● **EXTRACT PROVIDED**

BEGIN

Fake news, fake science and GM
31st March 2017Posted by Jim Orson, NIAB TAG and BCPC Board of Management 31 March 2017
I tend to be in despair over the quality of debate on new agricultural technology. This is because of the standards adopted by those who oppose such developments. In some ways it is comforting as it demonstrates that they cannot find facts that agree with their motives; all we get is fake news and fake science.
Take GMs. These are back in the news, partly because of the realism of the Princess Royal. She is a star in our family because of the immense amount of often unpublicised time she spends supporting the Save the Children Fund. My wife devotes much of her time to the charity and is very aware of the level of support it gets from Princess Anne.
Princess Anne’s comments on GM are in stark contrast to those of her brother, Prince Charles, who describes GM as “a gigantic experiment with nature” that will end with an ecological disaster. This statement does not give enough credit to nature where some of the processes used in GM occur naturally. For instance the sweet potato contains genes introduced, not by natural crossing, but by an agrobacterium. This fact does not seem to affect sweet potato sales at our local Waitrose.

END

● **MATERIAL SHOWN**
BEGIN

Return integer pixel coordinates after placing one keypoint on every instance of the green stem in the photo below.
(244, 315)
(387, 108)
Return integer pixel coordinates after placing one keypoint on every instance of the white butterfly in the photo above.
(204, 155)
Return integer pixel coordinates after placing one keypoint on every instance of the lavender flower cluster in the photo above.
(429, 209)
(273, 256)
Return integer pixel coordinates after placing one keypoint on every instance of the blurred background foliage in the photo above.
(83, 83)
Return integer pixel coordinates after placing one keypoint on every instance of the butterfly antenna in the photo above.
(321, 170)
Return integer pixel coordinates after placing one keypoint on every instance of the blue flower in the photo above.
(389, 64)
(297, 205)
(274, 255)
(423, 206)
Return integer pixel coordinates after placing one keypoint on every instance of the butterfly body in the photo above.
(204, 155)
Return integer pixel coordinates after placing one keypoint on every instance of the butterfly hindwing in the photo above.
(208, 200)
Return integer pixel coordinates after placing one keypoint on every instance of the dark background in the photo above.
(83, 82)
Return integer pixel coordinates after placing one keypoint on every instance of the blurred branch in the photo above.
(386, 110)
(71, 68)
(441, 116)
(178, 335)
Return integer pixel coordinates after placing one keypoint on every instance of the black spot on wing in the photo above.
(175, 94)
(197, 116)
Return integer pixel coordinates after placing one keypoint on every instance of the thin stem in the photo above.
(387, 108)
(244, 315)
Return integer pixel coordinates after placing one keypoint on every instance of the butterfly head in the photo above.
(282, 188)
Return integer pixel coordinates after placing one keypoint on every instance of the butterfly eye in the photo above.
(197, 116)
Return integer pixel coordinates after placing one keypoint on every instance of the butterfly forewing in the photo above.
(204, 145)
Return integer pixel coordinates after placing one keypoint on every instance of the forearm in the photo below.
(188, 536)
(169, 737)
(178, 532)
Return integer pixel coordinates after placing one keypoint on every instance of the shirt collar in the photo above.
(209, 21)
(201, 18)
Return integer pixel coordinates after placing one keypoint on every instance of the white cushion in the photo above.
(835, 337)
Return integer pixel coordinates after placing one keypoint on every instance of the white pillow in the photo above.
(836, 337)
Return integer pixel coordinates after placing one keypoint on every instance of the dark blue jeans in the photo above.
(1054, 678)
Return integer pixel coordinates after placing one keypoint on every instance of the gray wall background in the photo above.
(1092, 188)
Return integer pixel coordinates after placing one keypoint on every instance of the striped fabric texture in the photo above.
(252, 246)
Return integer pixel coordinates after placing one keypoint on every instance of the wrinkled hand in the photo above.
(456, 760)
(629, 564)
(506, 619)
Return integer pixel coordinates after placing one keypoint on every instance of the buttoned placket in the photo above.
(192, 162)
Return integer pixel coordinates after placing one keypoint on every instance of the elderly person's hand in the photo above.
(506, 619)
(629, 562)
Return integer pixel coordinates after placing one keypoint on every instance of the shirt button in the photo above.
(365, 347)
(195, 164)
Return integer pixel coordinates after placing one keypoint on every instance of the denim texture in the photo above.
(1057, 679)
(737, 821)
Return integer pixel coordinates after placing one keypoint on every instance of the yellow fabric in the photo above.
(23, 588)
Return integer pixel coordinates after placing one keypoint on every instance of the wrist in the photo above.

END

● **PROBLEM SET**
- 1) Answer these from the GM blog post above:
(a) Who is named as the author of the post?
(b) Which charity does the Princess Royal support?
(c) What introduced genes into the sweet potato?
- 2) Reproduce the GM blog post word for word, starting at "Princess Anne’s comments" and ending at "our local Waitrose.".
- 3) Resume the GM blog post after its last sentence and continue it.

● **ANSWER SECTION**
- 1)
(a) Jim Orson, of NIAB TAG and the BCPC Board of Management.
(b) The Save the Children Fund.
(c) An agrobacterium.

- 2)
Princess Anne’s comments on GM are in stark contrast to those of her brother, Prince Charles, who describes GM as “a gigantic experiment with nature” that will end with an ecological disaster. This statement does not give enough credit to nature where some of the processes used in GM occur naturally. For instance the sweet potato contains genes introduced, not by natural crossing, but by an agrobacterium. This fact does not seem to affect sweet potato sales at our local Waitrose.

- 3)
The responses to Princess Anne’s comments were all too predictable, including the tired comment that GM creates ‘super weeds’ because some weed species have developed resistance to glyphosate. The green blob makes the fatuous and totally untrue assertion that this weed resistance has spread somehow from the GM herbicide tolerant crop. Ask any black-grass grower in England and they will be able to tell the green groups that you do not need GM crops to create ‘super weeds’.
However, there is some heartening news that attitudes to the negative stories on agricultural technology promulgated by the green blob are slowly changing. Some of the scare stories based on studies that they have funded and that are of contestable scientific quality are either not being mentioned by news organisations or are getting short shrift from them.
I was particularly heartened by a headline in The Times on 11th March which read “organic food is risk to the planet”. This was a comment on a Canadian review of the productivity and the environmental impact of organic and conventional farming. On a per tonne of output basis, there was no difference in environmental impact. The authors of the scientific paper did not say that organic food is a risk to the planet.
That was the interpretation by the science editor of the paper. His argument is that because there is no difference in environmental impact per tonne of production, significantly less land is required to produce food conventionally. This will not only help in sparing the current wild lands but will also allow some of the currently cultivated land to be devoted specifically to biodiversity.
It could be argued that this conclusion may be questionable in the UK because our commodity food production is more reliant than most on inputs. However, it was comforting to read a paper in the Journal of Applied Ecology that also concludes that on a per tonne of output basis the environmental impact of conventional and organic winter cereals production in England is very similar. However, the fields surveyed in the study were in winter cereals only and so the biodiversity friendly grass/legume fertility building breaks in organic rotations were not taken into account. Hence, there is a need for conventional farmers to devote some land and management time to support biodiversity.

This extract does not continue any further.